#### [What is expected]
Each line of the material must be returned exactly.

#### [Excerpted data]
..........

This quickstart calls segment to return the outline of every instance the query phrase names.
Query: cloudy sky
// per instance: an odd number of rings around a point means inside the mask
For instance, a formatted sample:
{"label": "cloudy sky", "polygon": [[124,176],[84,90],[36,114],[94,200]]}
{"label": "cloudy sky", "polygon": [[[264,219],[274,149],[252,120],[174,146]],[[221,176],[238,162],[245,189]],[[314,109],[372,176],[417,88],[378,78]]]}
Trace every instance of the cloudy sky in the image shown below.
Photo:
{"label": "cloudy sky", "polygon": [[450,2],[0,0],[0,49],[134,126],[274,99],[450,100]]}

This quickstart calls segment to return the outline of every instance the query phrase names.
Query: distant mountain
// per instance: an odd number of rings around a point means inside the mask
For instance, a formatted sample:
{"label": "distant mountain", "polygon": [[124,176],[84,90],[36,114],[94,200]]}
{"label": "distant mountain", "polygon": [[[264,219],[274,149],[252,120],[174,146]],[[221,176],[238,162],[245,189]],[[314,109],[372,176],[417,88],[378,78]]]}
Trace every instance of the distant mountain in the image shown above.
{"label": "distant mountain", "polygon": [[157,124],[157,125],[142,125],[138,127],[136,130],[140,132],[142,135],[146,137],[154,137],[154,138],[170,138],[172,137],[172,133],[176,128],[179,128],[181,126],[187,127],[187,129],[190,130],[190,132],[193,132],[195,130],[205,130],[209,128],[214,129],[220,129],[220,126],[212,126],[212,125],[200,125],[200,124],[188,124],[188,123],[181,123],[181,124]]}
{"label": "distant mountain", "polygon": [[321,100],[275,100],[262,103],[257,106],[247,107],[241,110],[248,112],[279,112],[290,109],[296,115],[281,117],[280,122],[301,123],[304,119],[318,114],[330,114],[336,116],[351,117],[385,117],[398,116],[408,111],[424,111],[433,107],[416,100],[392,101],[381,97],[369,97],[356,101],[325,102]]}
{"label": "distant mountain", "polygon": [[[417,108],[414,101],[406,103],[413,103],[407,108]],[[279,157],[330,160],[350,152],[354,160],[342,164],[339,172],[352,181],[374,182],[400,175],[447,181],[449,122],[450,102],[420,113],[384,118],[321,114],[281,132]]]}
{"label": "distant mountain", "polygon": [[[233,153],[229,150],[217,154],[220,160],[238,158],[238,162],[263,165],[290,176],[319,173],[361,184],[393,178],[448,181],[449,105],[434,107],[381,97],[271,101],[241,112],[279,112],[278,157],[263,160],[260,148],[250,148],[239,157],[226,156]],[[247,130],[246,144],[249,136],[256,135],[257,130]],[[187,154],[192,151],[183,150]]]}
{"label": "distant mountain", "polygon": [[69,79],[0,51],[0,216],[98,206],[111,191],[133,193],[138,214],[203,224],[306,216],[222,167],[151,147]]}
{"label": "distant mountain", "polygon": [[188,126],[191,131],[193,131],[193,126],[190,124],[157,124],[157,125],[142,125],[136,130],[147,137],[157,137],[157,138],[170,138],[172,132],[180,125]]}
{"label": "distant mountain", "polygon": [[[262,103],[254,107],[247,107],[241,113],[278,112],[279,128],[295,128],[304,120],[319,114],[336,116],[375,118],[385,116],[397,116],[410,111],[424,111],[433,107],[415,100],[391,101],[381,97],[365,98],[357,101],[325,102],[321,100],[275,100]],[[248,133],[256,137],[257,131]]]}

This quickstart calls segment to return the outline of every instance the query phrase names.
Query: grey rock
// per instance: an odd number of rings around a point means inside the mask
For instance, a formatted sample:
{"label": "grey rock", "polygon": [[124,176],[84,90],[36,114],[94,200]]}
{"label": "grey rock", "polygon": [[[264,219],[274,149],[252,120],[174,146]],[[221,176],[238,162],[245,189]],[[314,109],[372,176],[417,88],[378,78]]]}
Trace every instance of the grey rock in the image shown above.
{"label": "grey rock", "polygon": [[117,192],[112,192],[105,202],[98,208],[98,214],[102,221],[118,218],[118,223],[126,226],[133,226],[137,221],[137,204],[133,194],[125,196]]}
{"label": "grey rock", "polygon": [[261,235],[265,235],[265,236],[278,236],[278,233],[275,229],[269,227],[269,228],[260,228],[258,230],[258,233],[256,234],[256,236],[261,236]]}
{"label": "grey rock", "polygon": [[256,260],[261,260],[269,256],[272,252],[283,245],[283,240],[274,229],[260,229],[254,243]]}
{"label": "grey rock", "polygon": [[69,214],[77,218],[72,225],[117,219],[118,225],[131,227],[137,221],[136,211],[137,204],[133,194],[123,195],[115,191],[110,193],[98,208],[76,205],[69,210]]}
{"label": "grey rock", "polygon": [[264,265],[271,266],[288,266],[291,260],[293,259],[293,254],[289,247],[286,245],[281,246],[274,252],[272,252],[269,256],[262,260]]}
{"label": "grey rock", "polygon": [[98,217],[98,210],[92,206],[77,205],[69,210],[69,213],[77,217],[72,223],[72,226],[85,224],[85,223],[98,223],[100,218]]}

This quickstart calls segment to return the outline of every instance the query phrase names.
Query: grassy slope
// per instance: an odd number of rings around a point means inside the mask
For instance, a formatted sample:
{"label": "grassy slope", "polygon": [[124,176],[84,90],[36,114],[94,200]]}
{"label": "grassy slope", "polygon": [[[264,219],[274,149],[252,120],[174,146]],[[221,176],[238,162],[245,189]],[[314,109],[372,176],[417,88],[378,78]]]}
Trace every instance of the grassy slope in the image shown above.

..........

#### [The completed task]
This quickstart calls segment to return the outline of every instance the query phrase names.
Query: cloudy sky
// per instance: an odd number of rings around a point means inside the mask
For instance, a formatted sample:
{"label": "cloudy sky", "polygon": [[124,176],[84,90],[36,114],[94,200]]}
{"label": "cloudy sky", "polygon": [[[264,219],[274,149],[252,120],[174,146]],[[221,176],[238,162],[245,189]],[[314,109],[372,176],[417,88],[378,78]]]}
Trace every instance of the cloudy sky in the image shown below.
Photo:
{"label": "cloudy sky", "polygon": [[450,2],[0,0],[0,49],[134,126],[274,99],[450,100]]}

This quickstart calls segment to return the outline of every instance the query phrase names.
Query: distant mountain
// per instance: an odd number of rings around a point means inside the mask
For instance, a formatted sample:
{"label": "distant mountain", "polygon": [[124,176],[84,90],[36,114],[94,200]]}
{"label": "distant mountain", "polygon": [[[264,219],[274,149],[252,120],[174,146]],[[221,176],[238,162],[245,189]],[[314,109],[372,176],[417,88],[378,78]]]}
Trace every instance of the distant mountain in the image shown above.
{"label": "distant mountain", "polygon": [[157,124],[157,125],[142,125],[138,127],[136,130],[140,132],[142,135],[146,137],[154,137],[154,138],[170,138],[172,137],[172,133],[176,128],[179,128],[181,126],[187,127],[187,129],[190,130],[190,132],[193,132],[195,130],[205,130],[209,128],[214,129],[220,129],[220,126],[212,126],[212,125],[200,125],[200,124],[188,124],[188,123],[181,123],[181,124]]}
{"label": "distant mountain", "polygon": [[321,100],[275,100],[262,103],[257,106],[247,107],[241,110],[248,112],[279,112],[290,109],[296,115],[281,117],[280,122],[301,123],[304,119],[318,114],[330,114],[336,116],[351,117],[385,117],[398,116],[408,111],[424,111],[433,107],[416,100],[392,101],[381,97],[369,97],[356,101],[325,102]]}
{"label": "distant mountain", "polygon": [[[417,108],[414,101],[406,103],[413,103],[407,108]],[[279,157],[330,160],[350,152],[354,160],[342,164],[339,172],[352,181],[374,182],[400,175],[447,181],[449,122],[450,102],[420,113],[384,118],[321,114],[281,132]]]}
{"label": "distant mountain", "polygon": [[[233,153],[229,150],[217,154],[220,160],[238,158],[238,162],[263,165],[290,176],[319,173],[361,184],[393,178],[448,181],[449,105],[434,107],[381,97],[271,101],[241,112],[279,112],[278,157],[263,160],[260,148],[250,148],[239,157],[226,156]],[[247,130],[246,144],[249,136],[256,135],[257,130]],[[187,154],[192,151],[183,150]]]}
{"label": "distant mountain", "polygon": [[69,79],[0,51],[0,216],[98,206],[111,191],[133,193],[138,214],[203,224],[306,216],[222,167],[151,147]]}
{"label": "distant mountain", "polygon": [[188,126],[191,131],[193,131],[193,126],[190,124],[157,124],[157,125],[142,125],[136,130],[147,137],[157,137],[157,138],[170,138],[172,132],[180,125]]}
{"label": "distant mountain", "polygon": [[[262,103],[254,107],[247,107],[241,113],[278,112],[279,128],[295,128],[304,120],[319,114],[336,116],[375,118],[385,116],[397,116],[410,111],[424,111],[433,107],[415,100],[391,101],[381,97],[365,98],[357,101],[325,102],[321,100],[275,100]],[[248,133],[256,137],[257,131]]]}

This quickstart calls segment to return the outline of every instance the query phrase names.
Query: grey rock
// per instance: an odd number of rings around a point means inside the mask
For instance, a formatted sample:
{"label": "grey rock", "polygon": [[124,176],[84,90],[36,114],[94,200]]}
{"label": "grey rock", "polygon": [[[264,219],[274,149],[252,120],[174,146]],[[221,176],[238,162],[245,189]],[[314,109],[372,176],[417,88],[378,78]]]}
Trace every instance of the grey rock in the image shown above.
{"label": "grey rock", "polygon": [[117,192],[112,192],[105,202],[98,208],[98,214],[102,221],[118,218],[118,223],[126,226],[133,226],[137,221],[137,204],[133,194],[125,196]]}
{"label": "grey rock", "polygon": [[261,235],[265,235],[265,236],[278,236],[278,233],[275,229],[269,227],[269,228],[260,228],[258,230],[258,233],[256,234],[256,236],[261,236]]}
{"label": "grey rock", "polygon": [[256,260],[261,260],[269,256],[272,252],[283,245],[283,240],[274,229],[260,229],[254,243]]}
{"label": "grey rock", "polygon": [[69,214],[77,218],[72,225],[117,219],[118,225],[131,227],[137,221],[136,211],[137,204],[133,194],[123,195],[115,191],[110,193],[98,208],[76,205],[69,210]]}
{"label": "grey rock", "polygon": [[264,265],[271,266],[288,266],[291,260],[293,259],[293,254],[289,247],[286,245],[281,246],[274,252],[272,252],[269,256],[262,260]]}
{"label": "grey rock", "polygon": [[98,217],[98,210],[92,206],[77,205],[69,210],[69,213],[77,217],[72,223],[72,226],[85,224],[85,223],[98,223],[100,218]]}

This quickstart calls segment to return the outline of every instance the query phrase names.
Query: grassy slope
// per instance: an odd number of rings around a point means inside the mask
For instance, a formatted sample:
{"label": "grassy slope", "polygon": [[124,176],[84,90],[36,114],[94,200]]}
{"label": "grassy slope", "polygon": [[[264,219],[274,149],[252,120],[174,146]],[[221,176],[238,162],[245,189]],[[314,109],[372,176],[417,88],[378,78]]]}
Trace every instance of the grassy slope in the image shown above.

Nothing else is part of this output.